Falamos, obviamente, de Angola. Por não se tratar da eliminação metódica de um grupo étnico ou religioso, mesmo sendo o país com um dos maiores índices mundial de mortalidade infantil, não se pode, tecnicamente, falar de genocídio. Tal como em Myanmar, Angola também finge realizar eleições livres. E se Angola tem partidos, Myanmar também tem (Partido da União Solidariedade e Desenvolvimento, Liga Nacional pela Democracia e Partido Democrático das Nacionalidades Shan).
Nada disto preocupa o Governo português. Preocupação sim com Myanmar que, como se sabe é um país que diz muito a Portugal. É independente do Reino Unido desde 4 de Janeiro de 1948 e faz fronteira com países relevantes para Lisboa e até mesmo para a CPLP: Bangladesh, Índia, República Popular da China, Laos e Tailândia.
Já Angola… desde que o MPLA some aos 45 anos de poder que já leva aí mais uns 55, tudo ficará na santa paz. Angola é (e continuará ser) uma cleptocracia (regime político corrupto) e os seus dirigentes são uma elite indiferente ao resto da população. Nada de preocupante se comparado com Myanmar, dirá com certeza o ministro português dos Negócios Estrangeiros, Augusto Santos Silva.
Mesmo pelos padrões dos Estados petrolíferos, Angola é quase risivelmente injusta. Os oligarcas deixam gorjetas de 500 euros nos restaurantes da moda em Lisboa, enquanto cerca de uma em cada seis crianças angolanas morrem antes de terem cinco anos. Nada de preocupante se comparado com Myanmar, dirá com certeza o primeiro-ministro português, António Costa.
A pequena, mas poderosa, cleptocracia do MPLA é aceite como uma parte integrante do sistema ocidental, sendo os expatriados que fazem a economia angolana mexer, desde as consultoras que ajudam a definir a política económica até aos bancos que financiam os negócios do clã dirigente (primeiro Eduardo dos Santos e agora João Lourenço). Nada de preocupante se comparado com Myanmar, dirá com certeza Rui Rio, líder do PSD.

Dados recolhidos:
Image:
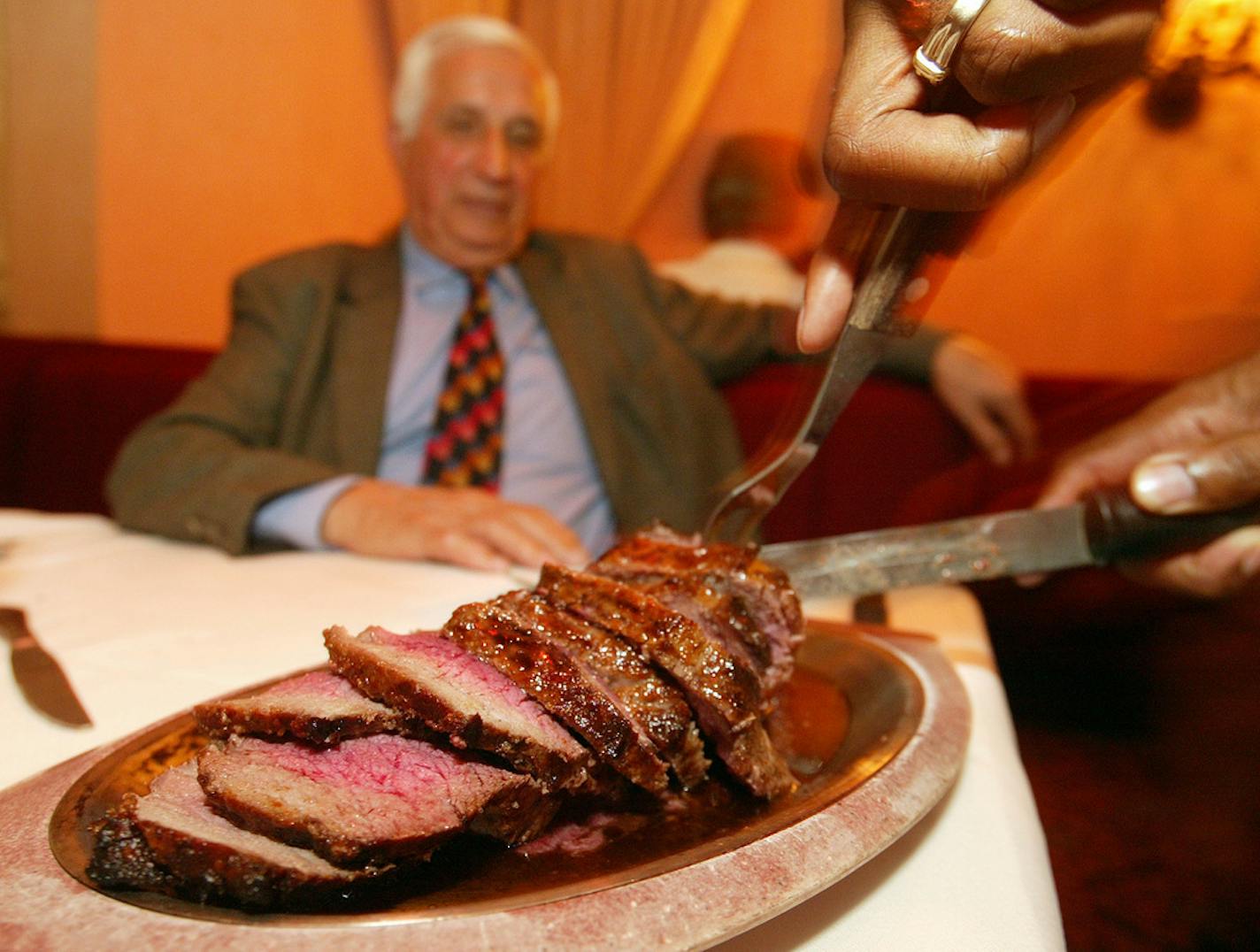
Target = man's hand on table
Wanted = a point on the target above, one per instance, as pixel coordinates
(465, 526)
(1194, 449)
(1013, 82)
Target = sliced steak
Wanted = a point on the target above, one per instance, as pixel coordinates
(368, 800)
(722, 692)
(725, 588)
(320, 708)
(562, 683)
(657, 705)
(170, 841)
(460, 696)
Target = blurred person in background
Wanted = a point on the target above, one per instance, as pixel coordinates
(1015, 81)
(469, 390)
(760, 204)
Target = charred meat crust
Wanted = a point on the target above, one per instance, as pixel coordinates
(562, 684)
(724, 693)
(460, 696)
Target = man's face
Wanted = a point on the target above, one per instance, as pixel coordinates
(469, 172)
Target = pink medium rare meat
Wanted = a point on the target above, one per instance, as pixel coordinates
(656, 704)
(372, 800)
(170, 841)
(725, 695)
(461, 696)
(726, 588)
(319, 708)
(562, 684)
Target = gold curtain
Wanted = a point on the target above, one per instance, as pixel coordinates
(634, 77)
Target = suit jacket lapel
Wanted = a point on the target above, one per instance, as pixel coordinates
(367, 323)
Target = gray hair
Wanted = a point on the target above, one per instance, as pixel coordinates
(416, 67)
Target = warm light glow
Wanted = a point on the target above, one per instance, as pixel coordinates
(1215, 35)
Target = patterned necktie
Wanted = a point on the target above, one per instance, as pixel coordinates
(466, 443)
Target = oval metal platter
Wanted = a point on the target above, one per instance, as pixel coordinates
(874, 726)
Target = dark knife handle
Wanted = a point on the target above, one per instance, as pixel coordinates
(1119, 530)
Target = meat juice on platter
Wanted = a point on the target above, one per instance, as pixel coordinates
(603, 718)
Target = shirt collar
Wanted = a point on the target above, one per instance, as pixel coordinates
(422, 270)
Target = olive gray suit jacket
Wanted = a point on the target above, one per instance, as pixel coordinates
(299, 392)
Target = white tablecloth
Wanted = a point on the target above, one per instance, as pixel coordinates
(145, 627)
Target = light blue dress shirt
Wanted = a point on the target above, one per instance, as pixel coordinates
(547, 458)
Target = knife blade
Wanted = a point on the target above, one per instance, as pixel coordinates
(42, 681)
(1102, 529)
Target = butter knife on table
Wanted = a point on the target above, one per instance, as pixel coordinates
(1102, 529)
(38, 675)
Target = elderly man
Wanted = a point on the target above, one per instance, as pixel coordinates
(468, 392)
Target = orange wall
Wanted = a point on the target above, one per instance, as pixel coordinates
(227, 133)
(231, 130)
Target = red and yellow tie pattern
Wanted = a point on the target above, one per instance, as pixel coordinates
(466, 443)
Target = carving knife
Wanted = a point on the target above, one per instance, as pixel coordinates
(1102, 529)
(38, 675)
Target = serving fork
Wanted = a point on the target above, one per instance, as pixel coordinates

* Questões de estudo:
- a) Responda, com base no excerto sobre Angola e Myanmar, às seguintes perguntas:
(i) Desde que data é Myanmar independente do Reino Unido?
(ii) Segundo o excerto, que proporção de crianças angolanas morre antes dos cinco anos?
(iii) Quem é apresentado como líder do PSD?
- b) Reproduza fielmente o trecho do excerto sobre Angola e Myanmar, começando em "Falamos, obviamente, de" e terminando em "Laos e Tailândia.".

* Lista de respostas:
- a)
(i) Desde 4 de Janeiro de 1948.
(ii) Cerca de uma em cada seis.
(iii) Rui Rio.

- b)
Falamos, obviamente, de Angola. Por não se tratar da eliminação metódica de um grupo étnico ou religioso, mesmo sendo o país com um dos maiores índices mundial de mortalidade infantil, não se pode, tecnicamente, falar de genocídio. Tal como em Myanmar, Angola também finge realizar eleições livres. E se Angola tem partidos, Myanmar também tem (Partido da União Solidariedade e Desenvolvimento, Liga Nacional pela Democracia e Partido Democrático das Nacionalidades Shan).
Nada disto preocupa o Governo português. Preocupação sim com Myanmar que, como se sabe é um país que diz muito a Portugal. É independente do Reino Unido desde 4 de Janeiro de 1948 e faz fronteira com países relevantes para Lisboa e até mesmo para a CPLP: Bangladesh, Índia, República Popular da China, Laos e Tailândia.